• _Provided text_
begin

For example in Peter Singer's book The Life You Can Save: How to Do Your Part to End World Poverty, Singer says, "In the past 20 years alone, it [the human killing of animals for food] adds up to more death than were caused by all the civil and international wars and government repression of the entire twentieth century, the century of Hitler and Stalin." Singer then asks that if this number of deaths was caused to humans "how much would we give to prevent those horrors?" However, he then contrasts that thought by asking "yet how little are we doing to prevent today's even larger toll and all the misery that it involves?" Similarly, English philosopher Jeremy Bentham advocates for animal rights by comparing slavery to current animal conditions. He writes if the blackness of skin is no reason why a human being should be abandoned to torment, then it may one day come to be recognized that the number of the legs are reasons equally insufficient for abandoning a sensitive being to the same fate. Like human rights, animal rights constitute various liberties that many people claim are violated in today's society
Factory farming is a form of intense agriculture to get as much food and profits for the smallest amount of resources. Often, this results in a large number of animals in a very small space. (CAFO= concentrated animal feeding operations). This is not only inhumane but not to mention unsanitary. These animals are bred to grow quickly and as big as possible. Some animals grow 3 times faster than if they were just left alone, and according to PetPedia, 50 billion animals are produced each year, with 99% of all animals being made at factory farms (https://petpedia.co/factory-farming-statistics/).

end

• _Instruction_
According to the passage on animal rights and factory farming, how many animals does PetPedia say are produced each year?

• _Records provided_
begin

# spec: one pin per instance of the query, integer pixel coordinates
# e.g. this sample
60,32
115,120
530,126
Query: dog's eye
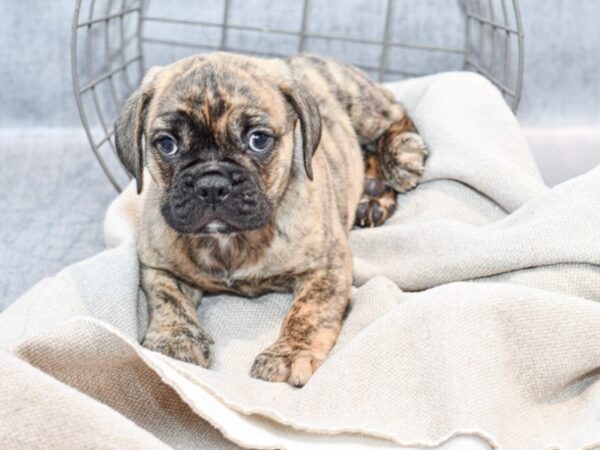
260,142
166,145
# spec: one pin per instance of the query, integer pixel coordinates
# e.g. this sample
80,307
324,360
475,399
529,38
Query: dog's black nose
213,187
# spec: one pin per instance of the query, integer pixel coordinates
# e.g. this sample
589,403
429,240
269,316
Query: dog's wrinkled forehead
220,91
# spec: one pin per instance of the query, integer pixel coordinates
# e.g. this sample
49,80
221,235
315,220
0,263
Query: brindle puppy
256,174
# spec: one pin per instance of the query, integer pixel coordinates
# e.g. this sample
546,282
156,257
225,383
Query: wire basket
115,41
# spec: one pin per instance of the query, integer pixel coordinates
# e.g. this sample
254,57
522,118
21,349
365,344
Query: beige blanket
473,315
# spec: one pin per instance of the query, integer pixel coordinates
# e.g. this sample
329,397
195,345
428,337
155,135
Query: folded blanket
473,314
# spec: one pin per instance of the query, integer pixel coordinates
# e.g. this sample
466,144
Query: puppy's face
219,133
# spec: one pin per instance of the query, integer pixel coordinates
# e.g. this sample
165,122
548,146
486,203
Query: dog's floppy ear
129,129
310,119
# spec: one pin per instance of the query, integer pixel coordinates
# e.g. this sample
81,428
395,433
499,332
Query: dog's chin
211,222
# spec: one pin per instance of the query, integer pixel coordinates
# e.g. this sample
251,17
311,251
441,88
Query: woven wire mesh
115,41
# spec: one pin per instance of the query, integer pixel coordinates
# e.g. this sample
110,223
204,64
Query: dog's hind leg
378,201
402,154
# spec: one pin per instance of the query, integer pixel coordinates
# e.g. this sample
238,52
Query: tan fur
304,246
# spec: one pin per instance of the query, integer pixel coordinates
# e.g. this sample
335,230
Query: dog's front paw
285,362
403,161
184,342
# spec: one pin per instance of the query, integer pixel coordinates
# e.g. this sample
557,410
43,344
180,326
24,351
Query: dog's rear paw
403,160
183,342
374,211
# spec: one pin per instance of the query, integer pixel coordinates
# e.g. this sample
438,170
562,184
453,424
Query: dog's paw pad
282,363
185,343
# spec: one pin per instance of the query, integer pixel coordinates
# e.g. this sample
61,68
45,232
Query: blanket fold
473,320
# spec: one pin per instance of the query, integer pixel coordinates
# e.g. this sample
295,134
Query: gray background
52,193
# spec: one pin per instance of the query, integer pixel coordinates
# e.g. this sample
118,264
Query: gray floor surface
53,196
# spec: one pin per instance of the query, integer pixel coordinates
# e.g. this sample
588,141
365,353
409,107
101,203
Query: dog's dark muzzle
216,197
213,187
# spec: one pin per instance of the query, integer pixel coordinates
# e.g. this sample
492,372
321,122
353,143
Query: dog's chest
230,267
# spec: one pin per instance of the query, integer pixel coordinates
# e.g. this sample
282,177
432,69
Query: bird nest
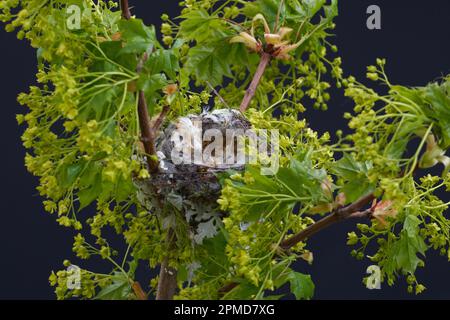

end

• _Task output_
50 billion